▸ Requirement
For the triangle definition page, mark each statement yes or no, quoting the words that decide it: (a) a triangle is defined as a sextuple; (b) the functors $[n]$ are indexed by natural numbers only; (c) the comment by sdf says "sixtuple" is the correct word.

Definition 13.3.1. Let $\mathcal{D}$ be an additive category. Let $[n] : \mathcal{D} \to \mathcal{D}$, $E \mapsto E[n]$ be a collection of additive functors indexed by $n \in \mathbf{Z}$ such that $[n] \circ [m] = [n + m]$ and $[0] = \text{id}$ (equality as functors). In this situation we define a triangle to be a sextuple $(X, Y, Z, f, g, h)$ where $X, Y, Z \in \mathop{\mathrm{Ob}}\nolimits (\mathcal{D})$ and $f : X \to Y$, $g : Y \to Z$ and $h : Z \to X[1]$ are morphisms of $\mathcal{D}$. A morphism of triangles $(X, Y, Z, f, g, h) \to (X', Y', Z', f', g', h')$ is given by morphisms $a : X \to X'$, $b : Y \to Y'$ and $c : Z \to Z'$ of $\mathcal{D}$ such that $b \circ f = f' \circ a$, $c \circ g = g' \circ b$ and $a[1] \circ h = h' \circ c$.

Comment #1392 by sdf on

The second line is badly phrased. Also, the correct word to use is "sextuple" rather than "sixtuple". May I suggest instead

"In this situation we define a {\it triangle } to be a sextuple..."

Comment #1409 by on

Dear sdf, many thanks for this and your other comments. See here.

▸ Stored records
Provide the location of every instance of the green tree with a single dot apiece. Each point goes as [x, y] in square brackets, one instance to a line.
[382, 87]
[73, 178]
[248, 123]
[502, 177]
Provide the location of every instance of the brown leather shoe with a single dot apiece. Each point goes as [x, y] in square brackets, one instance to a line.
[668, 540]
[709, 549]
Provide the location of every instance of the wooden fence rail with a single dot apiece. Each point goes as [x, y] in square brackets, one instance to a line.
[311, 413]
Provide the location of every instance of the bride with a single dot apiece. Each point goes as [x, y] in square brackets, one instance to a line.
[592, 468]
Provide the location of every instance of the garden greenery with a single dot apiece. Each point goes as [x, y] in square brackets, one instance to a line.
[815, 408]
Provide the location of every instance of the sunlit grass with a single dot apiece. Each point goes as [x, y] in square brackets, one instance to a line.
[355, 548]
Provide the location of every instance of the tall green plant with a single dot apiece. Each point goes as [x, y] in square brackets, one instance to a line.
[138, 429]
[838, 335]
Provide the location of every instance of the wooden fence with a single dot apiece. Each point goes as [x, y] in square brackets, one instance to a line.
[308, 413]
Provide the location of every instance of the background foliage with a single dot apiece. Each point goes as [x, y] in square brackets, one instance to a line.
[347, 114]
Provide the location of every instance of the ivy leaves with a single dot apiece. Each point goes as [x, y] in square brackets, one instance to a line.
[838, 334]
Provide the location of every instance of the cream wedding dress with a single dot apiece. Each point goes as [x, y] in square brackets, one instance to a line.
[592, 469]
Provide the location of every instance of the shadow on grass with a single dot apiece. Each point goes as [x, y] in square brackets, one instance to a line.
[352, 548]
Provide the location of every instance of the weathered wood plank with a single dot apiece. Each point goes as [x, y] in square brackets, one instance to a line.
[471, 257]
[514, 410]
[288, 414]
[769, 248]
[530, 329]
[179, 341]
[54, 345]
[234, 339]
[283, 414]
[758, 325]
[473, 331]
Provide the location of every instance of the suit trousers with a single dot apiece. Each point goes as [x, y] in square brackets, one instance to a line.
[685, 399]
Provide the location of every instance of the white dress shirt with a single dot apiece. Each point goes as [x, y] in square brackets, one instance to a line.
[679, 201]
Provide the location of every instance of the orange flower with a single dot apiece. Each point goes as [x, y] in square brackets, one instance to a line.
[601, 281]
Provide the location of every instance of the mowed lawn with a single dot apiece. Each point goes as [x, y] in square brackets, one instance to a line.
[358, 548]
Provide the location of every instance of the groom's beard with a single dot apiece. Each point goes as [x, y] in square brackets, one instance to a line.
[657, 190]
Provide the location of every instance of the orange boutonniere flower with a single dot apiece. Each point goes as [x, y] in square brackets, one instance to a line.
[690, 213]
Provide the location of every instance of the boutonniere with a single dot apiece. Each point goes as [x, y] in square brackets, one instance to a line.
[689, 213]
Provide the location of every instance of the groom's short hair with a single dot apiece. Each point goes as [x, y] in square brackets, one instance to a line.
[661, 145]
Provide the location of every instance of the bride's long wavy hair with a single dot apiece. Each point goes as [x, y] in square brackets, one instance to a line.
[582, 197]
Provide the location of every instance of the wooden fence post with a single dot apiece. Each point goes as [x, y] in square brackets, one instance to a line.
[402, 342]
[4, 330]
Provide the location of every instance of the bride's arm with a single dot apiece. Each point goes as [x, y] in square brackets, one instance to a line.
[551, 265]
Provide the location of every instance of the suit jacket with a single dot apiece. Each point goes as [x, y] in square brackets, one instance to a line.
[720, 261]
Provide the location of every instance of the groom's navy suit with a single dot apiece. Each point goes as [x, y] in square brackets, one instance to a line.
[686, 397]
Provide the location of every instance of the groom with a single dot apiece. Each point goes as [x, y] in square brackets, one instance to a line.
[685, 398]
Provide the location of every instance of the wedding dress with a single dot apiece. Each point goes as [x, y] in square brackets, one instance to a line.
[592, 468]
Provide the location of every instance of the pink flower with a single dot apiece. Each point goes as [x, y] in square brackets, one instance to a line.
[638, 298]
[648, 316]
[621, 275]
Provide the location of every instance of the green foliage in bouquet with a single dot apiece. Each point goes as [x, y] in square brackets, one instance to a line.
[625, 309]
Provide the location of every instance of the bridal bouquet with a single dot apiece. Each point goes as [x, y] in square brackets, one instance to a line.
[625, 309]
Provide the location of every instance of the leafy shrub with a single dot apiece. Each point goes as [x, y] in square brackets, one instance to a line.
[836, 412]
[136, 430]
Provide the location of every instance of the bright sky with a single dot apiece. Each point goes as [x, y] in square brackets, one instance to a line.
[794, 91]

▸ Solution below
(a) Yes: "we define a triangle to be a sextuple $(X, Y, Z, f, g, h)$"
(b) No: "indexed by $n \in \mathbf{Z}$"
(c) No: “the correct word to use is "sextuple" rather than "sixtuple"”